• _AIM OF THE EXERCISE_
Locate each line of the listing below that contains the string "target" and copy those lines. Matching is case-sensitive.

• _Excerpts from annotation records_
[BEGIN]
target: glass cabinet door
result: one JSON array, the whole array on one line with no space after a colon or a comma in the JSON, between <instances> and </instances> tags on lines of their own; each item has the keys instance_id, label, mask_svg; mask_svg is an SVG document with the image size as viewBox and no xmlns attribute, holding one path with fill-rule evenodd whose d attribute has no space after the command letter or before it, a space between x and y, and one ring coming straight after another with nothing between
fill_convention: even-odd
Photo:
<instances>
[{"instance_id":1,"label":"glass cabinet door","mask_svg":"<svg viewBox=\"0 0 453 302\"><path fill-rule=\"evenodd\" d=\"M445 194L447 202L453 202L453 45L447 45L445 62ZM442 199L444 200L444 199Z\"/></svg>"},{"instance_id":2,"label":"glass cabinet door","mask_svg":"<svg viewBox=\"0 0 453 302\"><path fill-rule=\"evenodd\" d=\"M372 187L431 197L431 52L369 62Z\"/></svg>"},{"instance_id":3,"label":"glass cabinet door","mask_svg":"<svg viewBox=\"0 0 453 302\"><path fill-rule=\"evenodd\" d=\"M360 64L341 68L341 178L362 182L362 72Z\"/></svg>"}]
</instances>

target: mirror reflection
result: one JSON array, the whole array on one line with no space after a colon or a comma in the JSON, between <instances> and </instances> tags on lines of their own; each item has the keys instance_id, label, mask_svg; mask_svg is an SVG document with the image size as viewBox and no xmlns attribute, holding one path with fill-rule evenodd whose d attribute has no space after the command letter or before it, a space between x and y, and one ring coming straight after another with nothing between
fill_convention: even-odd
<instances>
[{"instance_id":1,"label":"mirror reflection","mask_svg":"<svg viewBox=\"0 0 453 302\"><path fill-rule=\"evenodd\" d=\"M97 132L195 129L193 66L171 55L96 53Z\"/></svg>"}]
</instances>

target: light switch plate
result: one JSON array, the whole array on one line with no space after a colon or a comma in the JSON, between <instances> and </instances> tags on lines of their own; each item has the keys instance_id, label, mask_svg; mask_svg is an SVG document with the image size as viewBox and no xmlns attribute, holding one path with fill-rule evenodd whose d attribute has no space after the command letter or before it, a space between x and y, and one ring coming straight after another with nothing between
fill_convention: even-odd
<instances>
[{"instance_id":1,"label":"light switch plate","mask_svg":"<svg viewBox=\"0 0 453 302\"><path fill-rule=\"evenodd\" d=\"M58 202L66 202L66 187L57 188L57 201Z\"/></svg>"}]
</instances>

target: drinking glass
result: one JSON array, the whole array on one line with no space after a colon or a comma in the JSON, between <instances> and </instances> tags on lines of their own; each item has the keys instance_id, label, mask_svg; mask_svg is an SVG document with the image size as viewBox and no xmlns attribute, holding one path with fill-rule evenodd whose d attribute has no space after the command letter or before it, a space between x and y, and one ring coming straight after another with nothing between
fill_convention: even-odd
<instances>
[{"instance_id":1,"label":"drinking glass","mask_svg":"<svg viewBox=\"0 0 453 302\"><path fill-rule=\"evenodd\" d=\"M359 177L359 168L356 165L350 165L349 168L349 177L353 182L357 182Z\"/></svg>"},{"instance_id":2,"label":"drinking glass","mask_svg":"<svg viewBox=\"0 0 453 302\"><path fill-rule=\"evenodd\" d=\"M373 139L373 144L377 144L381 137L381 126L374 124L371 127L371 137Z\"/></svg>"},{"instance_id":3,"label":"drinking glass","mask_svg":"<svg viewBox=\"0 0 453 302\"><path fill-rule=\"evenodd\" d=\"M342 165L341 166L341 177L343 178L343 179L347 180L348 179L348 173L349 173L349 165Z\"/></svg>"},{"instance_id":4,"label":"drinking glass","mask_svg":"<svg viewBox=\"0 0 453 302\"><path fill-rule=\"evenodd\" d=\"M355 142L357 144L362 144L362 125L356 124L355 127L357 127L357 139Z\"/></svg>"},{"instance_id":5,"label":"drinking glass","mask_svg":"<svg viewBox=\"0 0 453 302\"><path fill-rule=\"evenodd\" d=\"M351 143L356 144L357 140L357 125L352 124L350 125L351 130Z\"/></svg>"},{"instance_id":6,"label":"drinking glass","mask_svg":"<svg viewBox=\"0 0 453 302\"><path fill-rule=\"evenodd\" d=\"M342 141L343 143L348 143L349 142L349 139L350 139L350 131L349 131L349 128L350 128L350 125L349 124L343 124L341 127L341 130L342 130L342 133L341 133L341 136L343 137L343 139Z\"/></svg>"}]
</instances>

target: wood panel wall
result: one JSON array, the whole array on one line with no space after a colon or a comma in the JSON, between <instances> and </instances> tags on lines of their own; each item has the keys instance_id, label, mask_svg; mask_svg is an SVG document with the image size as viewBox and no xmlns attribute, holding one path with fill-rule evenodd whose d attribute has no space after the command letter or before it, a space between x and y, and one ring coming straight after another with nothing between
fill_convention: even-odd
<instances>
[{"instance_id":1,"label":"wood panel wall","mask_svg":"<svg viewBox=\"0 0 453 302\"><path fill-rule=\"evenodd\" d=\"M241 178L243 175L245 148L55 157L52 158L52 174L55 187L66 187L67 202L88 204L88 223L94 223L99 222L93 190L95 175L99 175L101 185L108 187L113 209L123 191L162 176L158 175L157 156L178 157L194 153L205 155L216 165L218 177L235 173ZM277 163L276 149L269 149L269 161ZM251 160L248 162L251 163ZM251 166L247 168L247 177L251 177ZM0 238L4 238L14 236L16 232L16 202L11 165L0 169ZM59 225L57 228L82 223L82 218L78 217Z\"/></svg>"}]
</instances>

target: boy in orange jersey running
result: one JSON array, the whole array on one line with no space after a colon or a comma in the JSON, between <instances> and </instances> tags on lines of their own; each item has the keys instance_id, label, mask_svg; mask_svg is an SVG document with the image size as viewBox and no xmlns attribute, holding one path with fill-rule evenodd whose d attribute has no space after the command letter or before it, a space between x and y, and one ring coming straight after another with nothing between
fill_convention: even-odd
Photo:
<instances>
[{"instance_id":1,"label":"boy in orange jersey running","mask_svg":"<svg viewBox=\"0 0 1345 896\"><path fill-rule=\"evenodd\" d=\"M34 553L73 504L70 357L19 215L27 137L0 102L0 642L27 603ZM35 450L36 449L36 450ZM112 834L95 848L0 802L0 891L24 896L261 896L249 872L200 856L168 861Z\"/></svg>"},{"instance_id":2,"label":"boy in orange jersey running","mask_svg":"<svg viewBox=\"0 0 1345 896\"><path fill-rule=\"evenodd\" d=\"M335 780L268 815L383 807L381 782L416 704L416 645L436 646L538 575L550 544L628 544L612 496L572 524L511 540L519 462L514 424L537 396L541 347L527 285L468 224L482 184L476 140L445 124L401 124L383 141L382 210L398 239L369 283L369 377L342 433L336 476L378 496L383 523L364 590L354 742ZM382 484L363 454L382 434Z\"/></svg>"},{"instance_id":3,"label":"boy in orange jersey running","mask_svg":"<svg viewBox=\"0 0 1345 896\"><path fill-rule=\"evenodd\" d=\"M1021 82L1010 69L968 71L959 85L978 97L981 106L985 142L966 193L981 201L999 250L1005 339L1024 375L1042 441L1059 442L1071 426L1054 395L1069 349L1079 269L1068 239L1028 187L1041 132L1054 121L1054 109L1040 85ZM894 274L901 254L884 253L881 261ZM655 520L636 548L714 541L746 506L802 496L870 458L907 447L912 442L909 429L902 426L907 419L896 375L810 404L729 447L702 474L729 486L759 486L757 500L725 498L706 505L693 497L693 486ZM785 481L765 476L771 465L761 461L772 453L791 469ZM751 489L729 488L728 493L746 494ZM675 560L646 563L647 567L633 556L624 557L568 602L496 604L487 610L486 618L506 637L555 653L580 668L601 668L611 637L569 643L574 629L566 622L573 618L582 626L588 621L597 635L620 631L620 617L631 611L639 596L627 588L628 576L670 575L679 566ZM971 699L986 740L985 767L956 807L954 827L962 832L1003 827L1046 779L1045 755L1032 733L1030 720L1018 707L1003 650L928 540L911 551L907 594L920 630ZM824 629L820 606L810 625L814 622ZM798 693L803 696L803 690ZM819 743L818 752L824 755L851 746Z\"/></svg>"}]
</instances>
[END]
• _SOLUTION TO THIS PROBLEM_
target: glass cabinet door
target: mirror reflection
target: light switch plate
target: drinking glass
target: wood panel wall
target: boy in orange jersey running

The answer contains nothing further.